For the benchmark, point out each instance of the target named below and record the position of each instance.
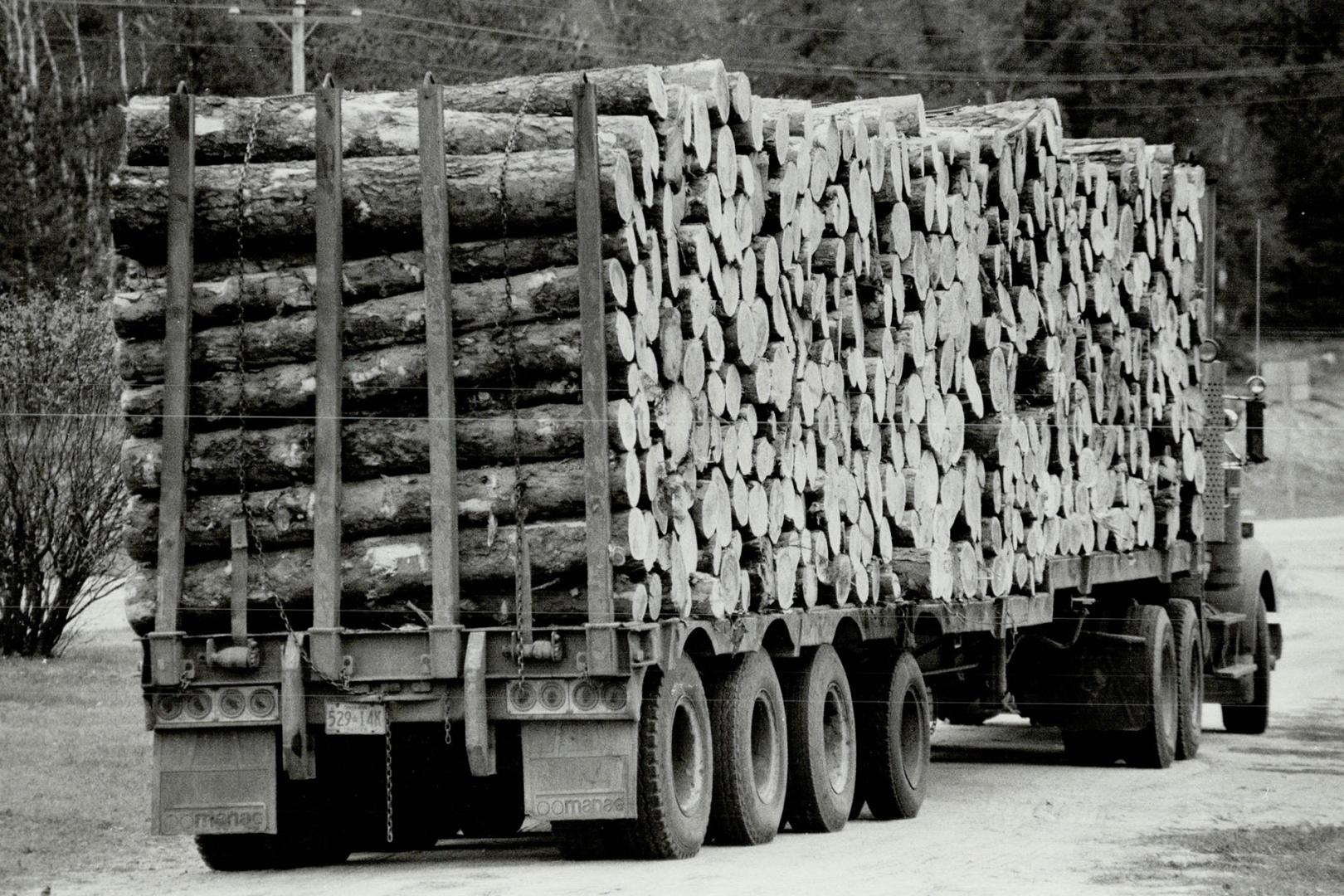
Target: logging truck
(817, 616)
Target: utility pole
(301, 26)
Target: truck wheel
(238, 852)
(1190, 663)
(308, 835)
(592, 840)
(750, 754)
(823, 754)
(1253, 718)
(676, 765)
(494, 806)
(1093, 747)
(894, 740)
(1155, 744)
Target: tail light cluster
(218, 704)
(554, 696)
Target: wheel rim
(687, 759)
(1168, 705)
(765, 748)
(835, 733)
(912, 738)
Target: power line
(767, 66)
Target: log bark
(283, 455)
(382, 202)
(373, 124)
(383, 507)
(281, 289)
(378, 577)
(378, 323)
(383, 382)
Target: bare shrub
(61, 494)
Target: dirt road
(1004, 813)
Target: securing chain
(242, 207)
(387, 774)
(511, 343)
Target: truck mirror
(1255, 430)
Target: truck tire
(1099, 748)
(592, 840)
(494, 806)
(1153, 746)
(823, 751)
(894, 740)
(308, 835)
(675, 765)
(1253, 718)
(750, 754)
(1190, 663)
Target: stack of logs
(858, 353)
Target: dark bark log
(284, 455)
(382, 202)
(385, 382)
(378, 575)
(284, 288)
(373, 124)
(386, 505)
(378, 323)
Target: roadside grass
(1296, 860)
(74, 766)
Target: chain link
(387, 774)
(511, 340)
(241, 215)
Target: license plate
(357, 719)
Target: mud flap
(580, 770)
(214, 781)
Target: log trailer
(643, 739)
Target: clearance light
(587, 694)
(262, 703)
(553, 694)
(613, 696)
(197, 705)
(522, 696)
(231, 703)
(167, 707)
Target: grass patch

→ Instruction: Write out all the records again, exactly, minus any pictures.

→ Response to the task:
For the benchmark, point out each instance of the target named below and record the position of each instance.
Target: logging truck
(817, 616)
Target: utility pole
(301, 26)
Target: truck wheel
(238, 852)
(1190, 663)
(308, 835)
(592, 840)
(750, 754)
(823, 754)
(1253, 718)
(676, 765)
(494, 806)
(1093, 747)
(894, 740)
(1155, 744)
Target: tail light cluster
(218, 704)
(554, 696)
Target: wheel rim
(687, 759)
(1168, 705)
(765, 748)
(835, 733)
(912, 738)
Target: power line
(767, 66)
Target: log bark
(283, 455)
(382, 202)
(373, 124)
(383, 507)
(281, 289)
(378, 577)
(378, 323)
(383, 382)
Target: bare shrub
(61, 494)
Target: dirt road
(1004, 813)
Target: securing chain
(242, 207)
(387, 774)
(511, 343)
Target: truck mirror
(1255, 430)
Target: truck tire
(1099, 748)
(592, 840)
(494, 806)
(1153, 746)
(823, 751)
(894, 740)
(308, 835)
(675, 765)
(1253, 718)
(750, 754)
(1190, 663)
Target: stack of logs
(858, 353)
Target: dark bark log
(284, 455)
(382, 202)
(385, 382)
(378, 575)
(284, 288)
(373, 124)
(386, 505)
(378, 323)
Target: roadside grass
(1296, 860)
(74, 766)
Target: chain link
(387, 774)
(511, 340)
(241, 215)
Target: license plate
(357, 719)
Target: mud flap
(580, 770)
(214, 781)
Target: log trailer
(643, 739)
Target: clearance light
(587, 694)
(262, 703)
(553, 694)
(613, 696)
(197, 705)
(522, 696)
(231, 703)
(167, 707)
Target: grass patch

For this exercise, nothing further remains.